■ Your goal
Present all of the material below as a numbered list, one line per number, and leave out any blank lines.

■ Material for the task
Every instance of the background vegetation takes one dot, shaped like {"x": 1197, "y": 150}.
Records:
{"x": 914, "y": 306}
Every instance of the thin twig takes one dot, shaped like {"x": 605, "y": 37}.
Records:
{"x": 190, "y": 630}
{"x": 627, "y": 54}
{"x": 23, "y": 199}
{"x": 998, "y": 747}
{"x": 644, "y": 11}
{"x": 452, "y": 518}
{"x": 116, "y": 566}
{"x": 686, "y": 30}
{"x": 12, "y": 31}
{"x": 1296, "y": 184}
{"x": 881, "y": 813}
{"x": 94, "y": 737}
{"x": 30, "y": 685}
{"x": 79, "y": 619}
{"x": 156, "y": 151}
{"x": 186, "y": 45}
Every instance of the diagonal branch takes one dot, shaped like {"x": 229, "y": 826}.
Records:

■ Reply
1. Every instance of the background vegetation takes one dot, shaped like {"x": 1197, "y": 150}.
2. Records:
3. {"x": 914, "y": 306}
4. Every instance of the thin twig takes one dot, shaped like {"x": 605, "y": 37}.
5. Records:
6. {"x": 190, "y": 630}
7. {"x": 627, "y": 54}
8. {"x": 23, "y": 199}
9. {"x": 998, "y": 747}
10. {"x": 644, "y": 11}
11. {"x": 452, "y": 518}
12. {"x": 116, "y": 566}
13. {"x": 686, "y": 30}
14. {"x": 12, "y": 31}
15. {"x": 1296, "y": 184}
16. {"x": 881, "y": 813}
17. {"x": 94, "y": 737}
18. {"x": 30, "y": 685}
19. {"x": 79, "y": 619}
20. {"x": 156, "y": 151}
21. {"x": 186, "y": 45}
22. Every instance of the diagonal branch takes one dot, shaped like {"x": 229, "y": 826}.
23. Records:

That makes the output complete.